[PROVIDED PASSAGE]:
============================================================
Scientists in Japan believe they’ve found the drug necessary to create a male birth control “pill” in an existing medication used to suppress the immune systems of organ transplant patients. Unlike other male birth control research which focuses on reducing sperm count, this drug works by targeting sperm function and making them unable to fertilize an egg.
In a recent study published in the online journal Science, Japanese researchers explained how the immunosuppressant drugs, Cyclosporine A (CsA) and FK506 (tacrolimus), have a previously undocumented side effect that could make them highly effective in controlling male fertility.The drugs work by targeting the enzyme calcineurin, which helps prevent the immune system from attacking transplant organs, The Los Angeles Times reported.
However, the team noted that a specific version of the enzyme was found only in sperm cells. Knowing this, researchers conducted a series of animal studies to identify the drug’s potential effect on male fertility. They created mice that were genetically altered to be unable to produce PPP3CC, a protein found specifically in the sperm version of calcineurin. These mice were referred to as the “knockout” animals.
The team then observed the behavior of both the knockout mice and control mice, and noted that although both groups of mice mated with females, the knockout mice were unable to impregnate them. Further investigation into the knockout mice’s mysterious infertility revealed that the absence of PPP2CC affected the sperm's ability to successfully maneuver inside of a female animal. The part of the knockout mice’s sperm which connected the head to the tail was more rigid than that of normal mice. As a result, the knockout’s sperm was deficient at “hyperactivation,” a particular type of movement that requires the sperm’s tail to propel it towards the egg. Without egg penetration, fertilization never occurred.
============================================================
[BRIEF A]: In the male birth control article, could you give the part that opens with the words containing "Scientists in Japan" and closes with "Angeles Times reported." again, swapping "immunosuppressant" for "anti-rejection"?
[BRIEF B]:
Answer these questions from the male birth control article:
(i) Which enzyme do the drugs target?
(ii) What were the genetically altered mice called?
(iii) What type of movement was the knockout mice's sperm deficient at?
============================================================
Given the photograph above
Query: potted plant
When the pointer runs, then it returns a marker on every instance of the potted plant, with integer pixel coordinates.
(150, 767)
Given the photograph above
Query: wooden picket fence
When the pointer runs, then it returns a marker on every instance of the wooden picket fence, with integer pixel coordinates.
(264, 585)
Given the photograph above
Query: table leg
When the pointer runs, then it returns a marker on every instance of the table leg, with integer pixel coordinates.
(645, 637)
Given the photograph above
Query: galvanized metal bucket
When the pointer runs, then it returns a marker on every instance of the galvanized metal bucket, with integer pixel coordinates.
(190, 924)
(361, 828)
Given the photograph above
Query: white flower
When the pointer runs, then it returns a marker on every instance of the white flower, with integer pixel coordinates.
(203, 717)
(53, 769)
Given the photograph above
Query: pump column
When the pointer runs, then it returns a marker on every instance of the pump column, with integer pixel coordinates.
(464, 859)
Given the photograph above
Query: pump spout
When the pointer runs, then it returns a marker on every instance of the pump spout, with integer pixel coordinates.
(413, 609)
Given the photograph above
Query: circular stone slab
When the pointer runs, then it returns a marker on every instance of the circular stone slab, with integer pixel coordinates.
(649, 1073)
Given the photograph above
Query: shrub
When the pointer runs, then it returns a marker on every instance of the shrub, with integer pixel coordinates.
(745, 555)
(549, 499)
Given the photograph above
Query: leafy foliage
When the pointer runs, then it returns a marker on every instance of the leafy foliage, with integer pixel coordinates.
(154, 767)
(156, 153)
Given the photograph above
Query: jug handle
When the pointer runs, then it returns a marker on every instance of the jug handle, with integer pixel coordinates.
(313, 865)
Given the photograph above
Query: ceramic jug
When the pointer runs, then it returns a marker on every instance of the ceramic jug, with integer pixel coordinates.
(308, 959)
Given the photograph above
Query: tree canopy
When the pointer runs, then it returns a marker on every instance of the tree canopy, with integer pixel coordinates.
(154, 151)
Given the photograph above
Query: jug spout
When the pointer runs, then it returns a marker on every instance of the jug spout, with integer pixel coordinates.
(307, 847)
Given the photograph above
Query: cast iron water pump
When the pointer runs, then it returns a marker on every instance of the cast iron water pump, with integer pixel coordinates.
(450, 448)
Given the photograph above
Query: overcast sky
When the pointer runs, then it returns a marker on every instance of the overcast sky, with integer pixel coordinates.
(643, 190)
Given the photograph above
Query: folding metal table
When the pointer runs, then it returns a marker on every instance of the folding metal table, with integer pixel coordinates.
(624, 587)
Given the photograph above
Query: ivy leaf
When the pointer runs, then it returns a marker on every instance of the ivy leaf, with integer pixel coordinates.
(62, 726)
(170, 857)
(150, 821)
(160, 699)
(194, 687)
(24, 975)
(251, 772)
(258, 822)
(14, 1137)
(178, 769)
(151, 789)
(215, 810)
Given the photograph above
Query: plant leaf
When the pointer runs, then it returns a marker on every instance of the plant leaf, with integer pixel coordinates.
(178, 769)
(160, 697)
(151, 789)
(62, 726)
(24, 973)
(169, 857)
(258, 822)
============================================================
[EXPECTED OUTPUT A]:
Scientists in Japan believe they’ve found the drug necessary to create a male birth control “pill” in an existing medication used to suppress the immune systems of organ transplant patients. Unlike other male birth control research which focuses on reducing sperm count, this drug works by targeting sperm function and making them unable to fertilize an egg.
In a recent study published in the online journal Science, Japanese researchers explained how the anti-rejection drugs, Cyclosporine A (CsA) and FK506 (tacrolimus), have a previously undocumented side effect that could make them highly effective in controlling male fertility.The drugs work by targeting the enzyme calcineurin, which helps prevent the immune system from attacking transplant organs, The Los Angeles Times reported.

[EXPECTED OUTPUT B]:
(i) Calcineurin
(ii) The "knockout" animals
(iii) Hyperactivation